## Task brief:
Write out the lines below word for word, starting with the line containing "Where can the warning" and continuing through the last line.

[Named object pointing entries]

▼

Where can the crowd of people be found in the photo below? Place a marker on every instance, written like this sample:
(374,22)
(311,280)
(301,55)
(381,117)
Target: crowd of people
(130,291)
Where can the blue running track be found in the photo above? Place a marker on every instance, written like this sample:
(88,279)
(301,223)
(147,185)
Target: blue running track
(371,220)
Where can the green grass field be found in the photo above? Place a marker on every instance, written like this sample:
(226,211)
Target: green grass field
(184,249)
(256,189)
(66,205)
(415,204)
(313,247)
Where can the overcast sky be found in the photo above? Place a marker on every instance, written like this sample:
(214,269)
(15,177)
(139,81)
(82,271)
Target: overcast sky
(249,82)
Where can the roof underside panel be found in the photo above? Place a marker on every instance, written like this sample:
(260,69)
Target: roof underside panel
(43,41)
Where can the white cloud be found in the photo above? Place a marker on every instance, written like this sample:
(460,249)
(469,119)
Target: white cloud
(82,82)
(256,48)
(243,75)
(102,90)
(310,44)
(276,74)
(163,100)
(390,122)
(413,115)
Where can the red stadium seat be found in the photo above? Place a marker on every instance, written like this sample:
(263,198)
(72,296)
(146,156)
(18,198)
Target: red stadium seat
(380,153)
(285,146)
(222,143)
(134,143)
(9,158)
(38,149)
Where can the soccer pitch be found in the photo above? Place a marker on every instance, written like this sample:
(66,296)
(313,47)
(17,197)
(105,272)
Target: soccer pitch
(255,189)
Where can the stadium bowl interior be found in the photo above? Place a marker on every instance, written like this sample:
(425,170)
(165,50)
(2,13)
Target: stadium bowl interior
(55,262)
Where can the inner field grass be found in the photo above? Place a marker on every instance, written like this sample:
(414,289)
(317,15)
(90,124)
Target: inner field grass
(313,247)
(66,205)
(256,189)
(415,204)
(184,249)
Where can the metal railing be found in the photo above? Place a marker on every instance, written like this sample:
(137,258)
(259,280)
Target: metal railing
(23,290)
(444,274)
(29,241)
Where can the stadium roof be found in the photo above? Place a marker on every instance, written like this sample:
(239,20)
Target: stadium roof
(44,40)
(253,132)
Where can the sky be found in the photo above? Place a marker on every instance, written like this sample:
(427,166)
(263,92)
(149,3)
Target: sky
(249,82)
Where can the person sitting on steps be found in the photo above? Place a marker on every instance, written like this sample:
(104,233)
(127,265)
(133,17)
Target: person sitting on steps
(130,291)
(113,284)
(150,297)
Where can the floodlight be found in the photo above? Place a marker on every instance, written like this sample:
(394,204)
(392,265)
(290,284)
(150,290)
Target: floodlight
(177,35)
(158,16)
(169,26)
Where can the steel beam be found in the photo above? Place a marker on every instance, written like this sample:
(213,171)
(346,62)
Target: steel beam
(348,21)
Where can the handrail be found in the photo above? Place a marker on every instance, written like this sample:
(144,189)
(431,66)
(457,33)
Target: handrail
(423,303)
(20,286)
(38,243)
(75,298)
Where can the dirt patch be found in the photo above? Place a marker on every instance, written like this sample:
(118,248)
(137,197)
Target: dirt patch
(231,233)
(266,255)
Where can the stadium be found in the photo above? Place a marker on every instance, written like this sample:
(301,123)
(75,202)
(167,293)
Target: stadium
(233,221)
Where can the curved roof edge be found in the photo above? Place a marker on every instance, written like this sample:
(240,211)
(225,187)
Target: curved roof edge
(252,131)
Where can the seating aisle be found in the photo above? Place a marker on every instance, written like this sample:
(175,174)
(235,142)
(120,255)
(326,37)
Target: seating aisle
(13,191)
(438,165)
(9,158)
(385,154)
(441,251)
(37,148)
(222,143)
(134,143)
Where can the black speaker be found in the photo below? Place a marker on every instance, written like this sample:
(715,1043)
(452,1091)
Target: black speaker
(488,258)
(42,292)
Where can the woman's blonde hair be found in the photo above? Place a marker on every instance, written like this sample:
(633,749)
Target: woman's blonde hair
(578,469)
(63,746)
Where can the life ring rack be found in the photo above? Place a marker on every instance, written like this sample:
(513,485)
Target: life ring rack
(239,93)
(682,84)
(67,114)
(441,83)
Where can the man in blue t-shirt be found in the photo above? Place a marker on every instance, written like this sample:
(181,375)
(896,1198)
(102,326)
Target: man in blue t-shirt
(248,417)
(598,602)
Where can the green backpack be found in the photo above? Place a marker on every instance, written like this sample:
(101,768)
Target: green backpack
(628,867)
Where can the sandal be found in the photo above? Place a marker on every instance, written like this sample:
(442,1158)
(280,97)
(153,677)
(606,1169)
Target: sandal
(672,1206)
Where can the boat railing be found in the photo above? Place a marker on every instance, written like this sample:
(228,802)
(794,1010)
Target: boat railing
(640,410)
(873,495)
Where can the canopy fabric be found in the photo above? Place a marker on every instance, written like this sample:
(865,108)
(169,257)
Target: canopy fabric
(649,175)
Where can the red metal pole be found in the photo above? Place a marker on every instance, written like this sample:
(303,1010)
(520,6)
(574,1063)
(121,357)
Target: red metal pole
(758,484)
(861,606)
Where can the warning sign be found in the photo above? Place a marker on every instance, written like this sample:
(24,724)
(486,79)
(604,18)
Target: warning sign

▲

## Solution below:
Where can the warning sign be found in the photo above? Place a marker on every instance, written like this sample:
(24,724)
(486,79)
(604,18)
Target: warning sign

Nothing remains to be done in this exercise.